▶ [STORED ROWS]:
──────

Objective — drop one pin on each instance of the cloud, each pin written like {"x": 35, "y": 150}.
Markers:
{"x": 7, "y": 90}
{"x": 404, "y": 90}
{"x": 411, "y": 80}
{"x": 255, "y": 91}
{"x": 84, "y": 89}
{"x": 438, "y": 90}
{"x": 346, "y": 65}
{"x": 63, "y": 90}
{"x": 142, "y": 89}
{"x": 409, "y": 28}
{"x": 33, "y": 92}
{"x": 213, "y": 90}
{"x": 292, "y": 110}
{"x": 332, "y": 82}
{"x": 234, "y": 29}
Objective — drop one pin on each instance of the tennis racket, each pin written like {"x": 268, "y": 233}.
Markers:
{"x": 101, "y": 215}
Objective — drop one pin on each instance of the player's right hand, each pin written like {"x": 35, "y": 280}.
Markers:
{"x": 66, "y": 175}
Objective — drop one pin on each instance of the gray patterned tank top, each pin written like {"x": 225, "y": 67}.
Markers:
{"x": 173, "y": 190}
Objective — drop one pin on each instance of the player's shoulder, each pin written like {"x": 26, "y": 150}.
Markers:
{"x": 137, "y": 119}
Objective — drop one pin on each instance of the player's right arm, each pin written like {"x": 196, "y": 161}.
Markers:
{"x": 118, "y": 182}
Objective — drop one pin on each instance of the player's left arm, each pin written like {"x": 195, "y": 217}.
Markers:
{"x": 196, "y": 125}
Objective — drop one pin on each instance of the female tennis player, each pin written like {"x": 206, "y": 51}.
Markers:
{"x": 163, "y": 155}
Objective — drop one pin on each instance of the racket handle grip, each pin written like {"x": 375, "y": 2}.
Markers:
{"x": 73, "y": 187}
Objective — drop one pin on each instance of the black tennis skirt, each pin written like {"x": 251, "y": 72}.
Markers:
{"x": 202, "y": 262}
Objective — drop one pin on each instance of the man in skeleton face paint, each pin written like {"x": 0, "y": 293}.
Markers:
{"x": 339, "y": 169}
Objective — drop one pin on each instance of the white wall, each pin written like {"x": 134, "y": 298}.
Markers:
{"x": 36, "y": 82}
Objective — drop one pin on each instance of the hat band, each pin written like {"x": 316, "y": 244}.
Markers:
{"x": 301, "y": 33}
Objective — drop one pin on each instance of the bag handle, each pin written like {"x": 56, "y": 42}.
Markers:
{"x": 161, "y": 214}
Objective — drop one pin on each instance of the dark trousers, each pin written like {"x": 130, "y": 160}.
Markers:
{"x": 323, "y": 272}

──────

▶ [WHAT YOU WILL DO]:
Copy every line of the entries above word for word, from the first line through the last.

▶ [RESPONSE TO THE TASK]:
Objective — drop one pin on each instance of the cloud, each pin written like {"x": 35, "y": 150}.
Markers:
{"x": 7, "y": 90}
{"x": 404, "y": 90}
{"x": 411, "y": 80}
{"x": 255, "y": 91}
{"x": 84, "y": 89}
{"x": 438, "y": 90}
{"x": 346, "y": 65}
{"x": 63, "y": 90}
{"x": 142, "y": 89}
{"x": 409, "y": 28}
{"x": 33, "y": 92}
{"x": 213, "y": 90}
{"x": 292, "y": 110}
{"x": 332, "y": 82}
{"x": 234, "y": 29}
Objective — drop one pin on each instance of the tennis racket, each pin written like {"x": 268, "y": 233}.
Markers:
{"x": 101, "y": 215}
Objective — drop one pin on each instance of the player's right hand, each pin written like {"x": 35, "y": 280}.
Markers:
{"x": 66, "y": 175}
Objective — drop one pin on each instance of the gray patterned tank top, each pin written like {"x": 225, "y": 67}.
Markers:
{"x": 173, "y": 190}
Objective — drop one pin on each instance of the player's shoulder, each pin written like {"x": 26, "y": 150}.
Markers:
{"x": 137, "y": 119}
Objective — drop one pin on each instance of the player's right arm, each pin written like {"x": 196, "y": 161}.
Markers:
{"x": 118, "y": 182}
Objective — drop one pin on each instance of the player's left arm, each pin written like {"x": 195, "y": 217}.
Markers:
{"x": 196, "y": 125}
Objective — drop one pin on each instance of the female tennis player, each pin written like {"x": 206, "y": 51}.
Markers:
{"x": 163, "y": 155}
Objective — drop one pin on each instance of the racket handle grip, each pin written like {"x": 375, "y": 2}.
Markers:
{"x": 73, "y": 187}
Objective — drop one pin on each instance of the black tennis skirt, each pin written like {"x": 251, "y": 72}.
Markers:
{"x": 202, "y": 262}
Objective — drop one pin on each instance of the man in skeleton face paint, each pin written like {"x": 0, "y": 293}.
Markers:
{"x": 339, "y": 169}
Objective — drop one pin on each instance of the white wall, each pin written like {"x": 134, "y": 298}.
Markers:
{"x": 36, "y": 82}
Objective — drop one pin on each instance of the hat band, each pin written like {"x": 316, "y": 244}.
Markers:
{"x": 301, "y": 33}
Objective — drop one pin on each instance of the bag handle, each pin written like {"x": 56, "y": 42}.
Markers:
{"x": 161, "y": 214}
Objective — drop one pin on each instance of the dark trousers, each pin written like {"x": 130, "y": 160}.
Markers:
{"x": 323, "y": 272}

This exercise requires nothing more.